→ OBJECTIVE: Copy the data below, putting "Category" wherever "Target" appears and leaving the rest the same. Omit the pictures.

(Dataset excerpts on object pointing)

++++

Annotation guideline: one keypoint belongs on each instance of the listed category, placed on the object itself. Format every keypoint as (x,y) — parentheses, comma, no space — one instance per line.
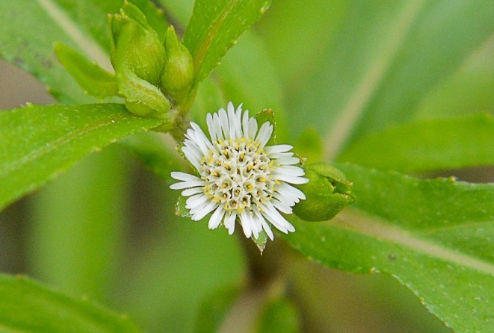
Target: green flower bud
(327,192)
(135,45)
(178,72)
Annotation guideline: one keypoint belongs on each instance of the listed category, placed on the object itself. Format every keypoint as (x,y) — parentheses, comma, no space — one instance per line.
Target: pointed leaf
(46,140)
(427,145)
(31,28)
(215,27)
(434,236)
(28,307)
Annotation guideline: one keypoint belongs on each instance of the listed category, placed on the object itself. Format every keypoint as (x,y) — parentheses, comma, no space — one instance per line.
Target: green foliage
(427,145)
(279,316)
(26,306)
(370,66)
(90,76)
(214,310)
(434,241)
(46,140)
(77,244)
(215,27)
(360,83)
(327,193)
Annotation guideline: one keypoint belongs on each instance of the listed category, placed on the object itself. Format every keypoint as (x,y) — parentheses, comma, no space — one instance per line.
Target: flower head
(240,178)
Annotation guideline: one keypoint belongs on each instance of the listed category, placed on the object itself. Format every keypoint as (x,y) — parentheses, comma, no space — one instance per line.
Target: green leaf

++++

→ RESULT OF THIS TASK:
Annotation guideline: one keypoint belongs on each instance of the listed category, placed on the object itself. Format every keypoint as (x,y) — parentheses, comma, no space — one instance per line.
Category: green flower bud
(327,192)
(135,45)
(178,72)
Annotation guideline: one keypoint belongs on each instance of the listed category, placed on the object itself. Format every keypoint as (x,y) — parentheses, comma, no space — one instance per line.
Category: pointed leaf
(46,140)
(427,145)
(31,28)
(215,27)
(434,236)
(28,307)
Annotation guideline: one keypoint belongs on each instance of the listed category, placed on the object itself. Format every keypoint as (x,y) — parentheses, comma, no space — one instance per line.
Category: green foliage
(427,145)
(279,316)
(26,306)
(370,66)
(90,76)
(214,310)
(434,241)
(46,140)
(77,244)
(215,27)
(360,83)
(327,193)
Annotation guideline: one keypoint belongs on each instance of the listed category, placed on the object itself. Format every keypoint as (x,y) — parentheses, comma, no space — one instance per line.
Category: flower head
(240,178)
Annotation guideline: one keypoint belongs on each instance of the listed category, placed on the object itself. Format every keypoint as (x,y) — parentheses, comma, no space — one instance per line.
Category: green leaf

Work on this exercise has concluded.